◆ **Work order 1**
Condense the paragraph of the blog post that begins "Kaddish, himself the son" into a short bulleted list that keeps its main facts.
◆ **Work order 2**
According to the blog post, what did the Board give permission for in the newsletter's Jubilee Issue?

Monday 20 July 2009

Writing fast

Monday morning, a crazy week ahead, the entire newsletter to do from start to finish, (so am perversely writing this blog instead). It should be a record, especially as it is a Jubilee Issue, permission granted by the Board to splurge on full colour for the cover, first time ever in the 50 years of the newsletter.

This week-end, read Nathan Englander's The Ministry of Special Cases - an American writing completely believably about Argentina's disappeared and their families. (When an Argentinian aunt visited us in the early 80's, I asked her about those times: she shut me up with a single word - I almost looked over my shoulder, in my own home in safe New Zealand.)

The writer has succeeded in absenting himself from his book - you never think of him, in itself an achievement. The characters are absorbing and heart-rendingly funny, particularly if you are familiar with the inflections and rhythm of Yiddish.


At first the style seemed all magical realism: a graveyard digger named Kaddish, and his son Pato are in a Jewish cemetery at midnight, chipping off names from gravestones by torchlight, at the request of the wealthy doctors and lawyers whose parents were pimps and whores in a Jewish Mafia.

Slowly, the reader realises that this is for real. When Pato disappears without warning, he is suddenly completely absent from the novel, an eerie silence settles over him. His parents become isolated as if infected with the plague.

Kaddish, himself the son of a saintly whore from Poland, wistfully thinks back to when the older generation was alive - they would have had the nous to deal with the junta's murderous craziness. Kaddish is a great character, a failure by society's standards, by his loving wife's standards, by his own. And yet, when he lies down to sleep on the bench of the abandoned synagogue, and covers himself with the Torah curtain, he is the only person in touch with the truth.

PS Have just discovered a BBC interview with the author - http://www.bbc.co.uk/dna/collective/A26677515

1 comment:

Bill said...

Yay! Navina's back to writing her blog!
Hope things are well and the novel is progressing (and poetry?).

◆ **Source material**
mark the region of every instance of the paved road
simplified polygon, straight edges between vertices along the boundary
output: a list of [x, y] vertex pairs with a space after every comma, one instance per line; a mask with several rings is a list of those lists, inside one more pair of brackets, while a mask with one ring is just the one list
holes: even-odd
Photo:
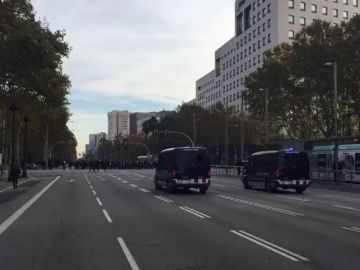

◆ **Expected output 1**
- Kaddish is the son of a saintly whore from Poland.
- He wistfully recalls when the older generation was alive, believing they would have had the nous to deal with the junta's murderous craziness.
- He is a great character but a failure by society's standards, by his loving wife's, and by his own.
- Yet when he sleeps on the bench of the abandoned synagogue, covered with the Torah curtain, he is the only person in touch with the truth.

◆ **Expected output 2**
Full color on the cover, the first time ever in the newsletter's 50 years.